__THE PROBLEM__:
Copy the material below, replacing each "Target" with "Object" and leaving everything else untouched.

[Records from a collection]
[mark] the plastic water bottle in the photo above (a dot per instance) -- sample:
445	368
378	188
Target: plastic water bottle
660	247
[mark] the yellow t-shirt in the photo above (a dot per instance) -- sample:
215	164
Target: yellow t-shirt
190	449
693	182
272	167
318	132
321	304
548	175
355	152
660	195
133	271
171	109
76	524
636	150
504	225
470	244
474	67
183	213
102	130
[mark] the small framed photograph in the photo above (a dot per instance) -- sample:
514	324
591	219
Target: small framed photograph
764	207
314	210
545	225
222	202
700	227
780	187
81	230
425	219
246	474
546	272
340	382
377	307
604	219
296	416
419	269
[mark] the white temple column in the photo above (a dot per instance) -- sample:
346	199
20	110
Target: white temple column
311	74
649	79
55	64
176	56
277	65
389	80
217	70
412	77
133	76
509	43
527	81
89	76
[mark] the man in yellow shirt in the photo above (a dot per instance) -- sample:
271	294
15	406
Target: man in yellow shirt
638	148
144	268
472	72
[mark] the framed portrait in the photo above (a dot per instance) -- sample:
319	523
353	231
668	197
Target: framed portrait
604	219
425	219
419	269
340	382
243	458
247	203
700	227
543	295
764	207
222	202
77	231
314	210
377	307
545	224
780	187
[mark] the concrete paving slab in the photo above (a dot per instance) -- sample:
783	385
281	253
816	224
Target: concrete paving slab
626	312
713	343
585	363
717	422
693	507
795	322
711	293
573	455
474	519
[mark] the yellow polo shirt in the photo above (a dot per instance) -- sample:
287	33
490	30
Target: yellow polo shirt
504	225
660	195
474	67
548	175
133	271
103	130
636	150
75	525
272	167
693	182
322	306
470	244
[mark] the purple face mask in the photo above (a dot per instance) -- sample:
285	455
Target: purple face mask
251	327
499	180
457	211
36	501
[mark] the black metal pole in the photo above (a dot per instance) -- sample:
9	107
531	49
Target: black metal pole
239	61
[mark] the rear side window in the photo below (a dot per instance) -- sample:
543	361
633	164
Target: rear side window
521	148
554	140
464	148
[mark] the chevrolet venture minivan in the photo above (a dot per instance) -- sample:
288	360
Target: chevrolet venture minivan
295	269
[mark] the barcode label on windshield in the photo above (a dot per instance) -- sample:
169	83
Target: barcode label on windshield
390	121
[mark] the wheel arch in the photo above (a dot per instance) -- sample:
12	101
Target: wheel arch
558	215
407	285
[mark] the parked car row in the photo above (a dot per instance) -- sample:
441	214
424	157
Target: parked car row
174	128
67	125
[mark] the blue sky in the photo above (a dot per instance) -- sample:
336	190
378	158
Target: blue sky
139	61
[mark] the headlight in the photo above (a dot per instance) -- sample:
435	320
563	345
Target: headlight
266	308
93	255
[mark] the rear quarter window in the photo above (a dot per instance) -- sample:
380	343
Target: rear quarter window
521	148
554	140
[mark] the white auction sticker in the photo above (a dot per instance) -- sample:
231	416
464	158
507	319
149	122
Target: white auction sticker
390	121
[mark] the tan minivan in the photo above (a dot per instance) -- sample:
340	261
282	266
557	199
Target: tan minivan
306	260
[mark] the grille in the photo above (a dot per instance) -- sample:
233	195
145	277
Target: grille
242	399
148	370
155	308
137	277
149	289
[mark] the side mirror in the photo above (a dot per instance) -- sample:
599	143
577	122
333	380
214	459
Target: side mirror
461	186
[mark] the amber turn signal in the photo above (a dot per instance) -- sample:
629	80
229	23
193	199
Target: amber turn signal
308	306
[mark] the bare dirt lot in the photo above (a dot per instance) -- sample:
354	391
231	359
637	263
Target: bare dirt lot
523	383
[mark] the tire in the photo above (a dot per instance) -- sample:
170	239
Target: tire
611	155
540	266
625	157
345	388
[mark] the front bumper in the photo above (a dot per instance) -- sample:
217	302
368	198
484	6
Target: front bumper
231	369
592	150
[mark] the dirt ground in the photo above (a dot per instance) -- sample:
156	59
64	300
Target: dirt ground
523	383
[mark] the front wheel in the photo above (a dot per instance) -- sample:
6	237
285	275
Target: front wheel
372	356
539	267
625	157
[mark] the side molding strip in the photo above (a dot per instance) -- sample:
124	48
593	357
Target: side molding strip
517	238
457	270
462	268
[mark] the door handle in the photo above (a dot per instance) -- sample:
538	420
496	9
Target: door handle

__THE SOLUTION__:
[mark] the plastic water bottle in the photo above (a dot per instance) -- sample:
445	368
378	188
Object: plastic water bottle
660	247
[mark] the yellow t-shirt in the photo above (a dot per instance) -- sample:
215	164
Object: yellow t-shirt
190	449
693	182
272	167
318	132
321	304
548	175
355	152
660	195
133	271
171	109
76	524
636	150
504	225
470	244
474	67
183	213
102	130
[mark] the small framed photograph in the photo above (a dot per instance) -- sample:
514	324
591	219
Object: small framed photograph
764	207
314	210
545	225
222	202
700	227
780	187
81	230
425	219
246	474
546	272
340	382
377	307
604	219
296	416
419	269
[mark] the white temple column in the photo above (a dot per instance) -- sample:
346	199
20	110
Object: white temple column
311	74
649	79
55	64
176	56
277	65
389	80
217	70
412	77
133	76
509	43
527	81
89	76
[mark] the man in yellow shirt in the photo above (a dot per instance) -- sample:
271	294
15	406
Object: man in yellow shirt
638	148
144	268
472	72
[mark] the framed portrait in the photo above (a dot per instance) -- sample:
319	523
353	231
668	197
Object: framed portrait
604	219
425	219
419	269
340	382
243	458
247	203
700	227
543	295
764	207
222	202
77	231
314	210
377	307
545	224
780	187
[mark] the concrete paving slab in the photo above (a dot per instance) -- sample:
783	385
281	253
816	224
Object: concrete paving slab
626	312
713	343
585	363
717	422
693	507
795	322
711	293
573	455
474	519
[mark] the yellow polo shirt in the photo above (a dot per instance) -- sample:
287	33
490	30
Object: yellow polo shirt
504	225
660	195
474	67
548	175
133	271
103	130
636	150
75	525
272	167
693	182
322	306
470	244
[mark] the purple face mask in the photo above (a dot per instance) -- sample:
285	455
Object: purple face mask
251	327
499	180
457	211
36	501
[mark] the black metal pole in the photo above (a dot per instance) -- sample:
9	107
531	49
Object: black metal pole
239	61
[mark] the rear side window in the photo below (a dot per instance) -- sample:
543	361
633	164
Object: rear side window
521	148
554	140
464	148
[mark] the chevrolet venture minivan in the photo above (a dot per instance) -- sample:
288	360
Object: chevrolet venture minivan
295	269
[mark] the barcode label on windshield in the photo above (a dot per instance) -- sample:
169	83
Object: barcode label on windshield
390	121
[mark] the wheel arch in the photo above (a dot per instance) -- sample:
12	101
Object: wheel arch
558	215
407	285
[mark] the parked car row in the photo above (a dot per instance) -- sample:
441	214
424	157
Object: parked car row
174	128
67	125
[mark] the blue sky in the photo above (a dot per instance) -- sample:
336	190
378	158
Object: blue sky
139	61
[mark] the headlight in the photo above (a dot per instance) -- sample:
435	320
563	345
Object: headlight
266	308
93	255
[mark] the rear quarter window in the photo above (a dot per instance) -- sample:
380	343
Object: rear quarter window
521	148
554	140
[mark] the white auction sticker in the photo above (a dot per instance) -- sample:
231	416
464	158
507	319
149	122
Object: white auction sticker
390	121
[mark] the tan minivan in the photo above (a dot per instance) -- sample:
340	261
282	266
557	199
Object: tan minivan
306	260
[mark] the grille in the photo above (a dot per instance) -- sample:
233	195
145	277
Object: grille
242	399
148	370
155	308
137	277
149	289
[mark] the side mirror in the photo above (a dot per instance) -- sample:
599	143
577	122
333	380
214	459
Object: side mirror
461	186
[mark] the amber turn signal in the photo above (a dot per instance) -- sample:
629	80
229	23
193	199
Object: amber turn signal
308	306
[mark] the bare dirt lot in the photo above (a dot per instance) -- sample:
354	391
231	359
637	263
Object: bare dirt lot
523	383
[mark] the tire in the photo above (a dot per instance) -- sample:
170	239
Object: tire
611	155
540	266
625	157
345	388
[mark] the front bumper in the photo above (a dot per instance) -- sample:
217	302
368	198
484	6
Object: front bumper
231	369
592	150
[mark] the dirt ground in the photo above (a dot per instance) -- sample:
156	59
64	300
Object: dirt ground
523	383
[mark] the front wheel in the photo above (a dot per instance) -- sample:
6	237
285	275
Object: front wheel
372	356
539	267
625	157
[mark] the side molding strip in the photo above (a dot per instance) -- sample:
124	48
593	357
Object: side molding strip
517	238
457	270
462	268
[mark] the door handle in the photo above (a dot per instance) -- sample:
538	420
496	9
Object: door handle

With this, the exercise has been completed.